Directions for this task:
Report each line of the data below in which "woman" appears.

Dataset entries:

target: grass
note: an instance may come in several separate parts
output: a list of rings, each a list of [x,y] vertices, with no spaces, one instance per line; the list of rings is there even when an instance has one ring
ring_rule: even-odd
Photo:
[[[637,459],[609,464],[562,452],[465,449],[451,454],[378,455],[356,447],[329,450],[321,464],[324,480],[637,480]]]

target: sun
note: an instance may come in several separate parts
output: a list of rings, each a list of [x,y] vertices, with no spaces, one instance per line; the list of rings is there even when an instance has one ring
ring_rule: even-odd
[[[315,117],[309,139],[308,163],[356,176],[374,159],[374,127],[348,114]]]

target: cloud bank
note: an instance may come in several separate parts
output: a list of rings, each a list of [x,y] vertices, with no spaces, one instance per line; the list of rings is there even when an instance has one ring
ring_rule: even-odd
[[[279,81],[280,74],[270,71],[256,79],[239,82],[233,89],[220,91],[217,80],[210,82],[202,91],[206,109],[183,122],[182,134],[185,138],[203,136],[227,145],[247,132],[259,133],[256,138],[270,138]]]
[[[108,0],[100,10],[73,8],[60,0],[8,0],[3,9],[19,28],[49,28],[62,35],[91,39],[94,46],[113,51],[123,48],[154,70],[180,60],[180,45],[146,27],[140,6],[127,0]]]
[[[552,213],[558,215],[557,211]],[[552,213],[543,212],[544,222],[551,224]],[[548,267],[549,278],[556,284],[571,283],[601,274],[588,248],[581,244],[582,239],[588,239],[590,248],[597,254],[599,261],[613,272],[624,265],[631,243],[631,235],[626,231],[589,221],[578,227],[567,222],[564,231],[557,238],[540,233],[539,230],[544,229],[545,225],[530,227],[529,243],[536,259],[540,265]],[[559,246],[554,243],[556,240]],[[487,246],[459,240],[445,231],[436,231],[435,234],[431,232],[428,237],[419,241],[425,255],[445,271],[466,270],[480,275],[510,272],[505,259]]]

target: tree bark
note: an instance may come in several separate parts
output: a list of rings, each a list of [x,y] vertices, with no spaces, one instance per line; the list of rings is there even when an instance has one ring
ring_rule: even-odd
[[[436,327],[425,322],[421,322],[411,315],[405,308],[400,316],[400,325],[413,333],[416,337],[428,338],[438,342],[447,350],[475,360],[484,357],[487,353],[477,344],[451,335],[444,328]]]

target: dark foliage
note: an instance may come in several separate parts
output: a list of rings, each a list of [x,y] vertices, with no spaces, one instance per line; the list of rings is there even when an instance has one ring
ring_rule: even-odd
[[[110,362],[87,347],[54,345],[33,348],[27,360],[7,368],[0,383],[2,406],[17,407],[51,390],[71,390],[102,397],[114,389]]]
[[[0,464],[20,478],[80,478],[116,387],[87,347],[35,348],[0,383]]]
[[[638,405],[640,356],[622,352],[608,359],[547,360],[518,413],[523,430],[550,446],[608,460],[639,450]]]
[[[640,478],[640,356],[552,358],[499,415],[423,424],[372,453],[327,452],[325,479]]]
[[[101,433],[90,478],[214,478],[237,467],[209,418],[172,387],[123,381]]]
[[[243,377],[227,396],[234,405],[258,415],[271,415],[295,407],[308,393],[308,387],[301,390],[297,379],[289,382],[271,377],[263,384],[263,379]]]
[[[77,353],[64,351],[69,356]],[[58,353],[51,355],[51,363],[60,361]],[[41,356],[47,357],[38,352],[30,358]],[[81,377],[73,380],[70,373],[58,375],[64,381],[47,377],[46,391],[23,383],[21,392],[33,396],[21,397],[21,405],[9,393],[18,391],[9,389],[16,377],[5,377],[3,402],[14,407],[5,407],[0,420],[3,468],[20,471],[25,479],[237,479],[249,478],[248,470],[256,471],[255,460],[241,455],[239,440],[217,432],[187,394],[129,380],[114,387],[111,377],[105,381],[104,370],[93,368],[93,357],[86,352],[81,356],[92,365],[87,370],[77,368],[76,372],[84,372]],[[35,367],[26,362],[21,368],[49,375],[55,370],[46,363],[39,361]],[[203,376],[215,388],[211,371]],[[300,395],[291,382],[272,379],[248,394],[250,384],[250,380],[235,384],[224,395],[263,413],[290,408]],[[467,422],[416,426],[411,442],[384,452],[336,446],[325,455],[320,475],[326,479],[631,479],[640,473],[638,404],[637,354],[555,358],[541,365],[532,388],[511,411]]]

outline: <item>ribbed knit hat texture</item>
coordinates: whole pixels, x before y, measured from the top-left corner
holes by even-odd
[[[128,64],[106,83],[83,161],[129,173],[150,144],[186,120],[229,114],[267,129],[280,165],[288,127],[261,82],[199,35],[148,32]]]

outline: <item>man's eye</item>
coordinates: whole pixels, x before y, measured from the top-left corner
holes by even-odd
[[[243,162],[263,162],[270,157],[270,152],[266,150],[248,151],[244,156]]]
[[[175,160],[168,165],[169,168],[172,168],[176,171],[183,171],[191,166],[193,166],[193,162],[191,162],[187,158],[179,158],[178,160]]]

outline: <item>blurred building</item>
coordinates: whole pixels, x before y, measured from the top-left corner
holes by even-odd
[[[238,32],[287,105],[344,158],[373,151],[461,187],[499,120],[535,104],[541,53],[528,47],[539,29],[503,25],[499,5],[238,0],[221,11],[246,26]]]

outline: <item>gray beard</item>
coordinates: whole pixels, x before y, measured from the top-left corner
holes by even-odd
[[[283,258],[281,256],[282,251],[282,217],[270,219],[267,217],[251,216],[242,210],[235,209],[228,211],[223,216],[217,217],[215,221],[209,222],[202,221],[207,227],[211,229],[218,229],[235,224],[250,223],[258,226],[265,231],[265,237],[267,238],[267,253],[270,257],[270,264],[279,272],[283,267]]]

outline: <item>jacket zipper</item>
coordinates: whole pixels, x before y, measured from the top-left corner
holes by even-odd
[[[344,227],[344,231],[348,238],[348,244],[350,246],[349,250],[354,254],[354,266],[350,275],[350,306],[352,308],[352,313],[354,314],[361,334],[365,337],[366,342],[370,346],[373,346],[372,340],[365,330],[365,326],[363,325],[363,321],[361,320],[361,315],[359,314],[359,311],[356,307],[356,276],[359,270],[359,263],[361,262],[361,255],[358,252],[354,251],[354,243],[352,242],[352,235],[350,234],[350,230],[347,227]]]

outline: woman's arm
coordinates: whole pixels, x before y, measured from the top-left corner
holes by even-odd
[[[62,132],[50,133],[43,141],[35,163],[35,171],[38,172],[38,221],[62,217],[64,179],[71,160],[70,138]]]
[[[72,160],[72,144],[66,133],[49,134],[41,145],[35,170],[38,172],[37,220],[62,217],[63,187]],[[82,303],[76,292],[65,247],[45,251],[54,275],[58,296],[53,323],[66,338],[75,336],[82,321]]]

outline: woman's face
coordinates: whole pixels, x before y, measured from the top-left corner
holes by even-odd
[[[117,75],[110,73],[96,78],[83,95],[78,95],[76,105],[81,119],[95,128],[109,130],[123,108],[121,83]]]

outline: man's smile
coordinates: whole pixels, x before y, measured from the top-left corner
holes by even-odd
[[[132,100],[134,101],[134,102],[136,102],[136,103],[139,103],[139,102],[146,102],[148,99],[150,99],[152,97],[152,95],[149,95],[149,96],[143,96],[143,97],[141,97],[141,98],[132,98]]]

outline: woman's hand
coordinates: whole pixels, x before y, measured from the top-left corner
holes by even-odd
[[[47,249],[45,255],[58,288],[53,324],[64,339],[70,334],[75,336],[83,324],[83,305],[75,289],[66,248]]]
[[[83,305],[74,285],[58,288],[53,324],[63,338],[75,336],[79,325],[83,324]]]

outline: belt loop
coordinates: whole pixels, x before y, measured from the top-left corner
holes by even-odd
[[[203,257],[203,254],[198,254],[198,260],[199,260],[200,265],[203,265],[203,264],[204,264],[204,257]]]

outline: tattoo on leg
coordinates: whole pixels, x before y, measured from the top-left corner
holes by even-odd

Exercise result:
outline: woman's arm
outline: woman's face
outline: woman's hand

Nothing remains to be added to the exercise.